» **The task**: Reproduce the lines between the one holding "If you could tag every instance of the blue" and the one holding "point(604, 343)", inclusive, with every "helicopter" changed to "aircraft" and nothing else altered.

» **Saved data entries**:
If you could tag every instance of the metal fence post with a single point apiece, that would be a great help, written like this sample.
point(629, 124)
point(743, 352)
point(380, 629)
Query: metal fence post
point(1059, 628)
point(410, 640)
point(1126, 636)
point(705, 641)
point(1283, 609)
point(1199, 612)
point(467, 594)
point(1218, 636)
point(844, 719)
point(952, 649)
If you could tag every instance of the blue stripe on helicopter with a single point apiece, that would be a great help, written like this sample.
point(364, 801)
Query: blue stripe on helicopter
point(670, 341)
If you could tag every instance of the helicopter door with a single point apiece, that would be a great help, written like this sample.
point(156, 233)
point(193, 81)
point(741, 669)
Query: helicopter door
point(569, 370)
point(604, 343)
---
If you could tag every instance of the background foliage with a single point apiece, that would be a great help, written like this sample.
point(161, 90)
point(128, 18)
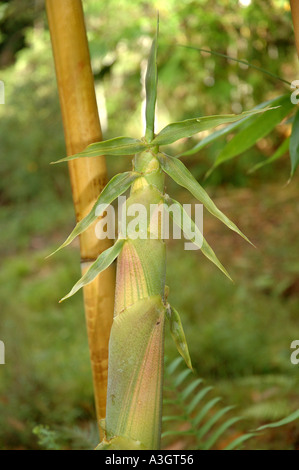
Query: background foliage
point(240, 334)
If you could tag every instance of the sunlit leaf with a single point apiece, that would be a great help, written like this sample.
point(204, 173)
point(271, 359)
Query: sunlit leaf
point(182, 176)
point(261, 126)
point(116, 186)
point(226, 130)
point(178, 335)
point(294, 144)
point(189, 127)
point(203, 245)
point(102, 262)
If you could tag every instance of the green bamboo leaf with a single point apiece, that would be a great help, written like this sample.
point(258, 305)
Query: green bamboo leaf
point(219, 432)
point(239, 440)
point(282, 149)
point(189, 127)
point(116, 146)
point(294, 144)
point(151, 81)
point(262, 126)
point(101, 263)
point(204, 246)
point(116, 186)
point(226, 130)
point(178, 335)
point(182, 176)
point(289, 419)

» **Written solution**:
If you could tag every instance of the blue stripe on aircraft with a single point apiece, that would be a great help, written like this sample.
point(364, 801)
Query: blue stripe on aircraft
point(670, 341)
If you could tag every instance of the aircraft door with a single point apiece, that would be a great help, written like this sample.
point(156, 233)
point(193, 81)
point(741, 669)
Query: aircraft door
point(569, 370)
point(604, 343)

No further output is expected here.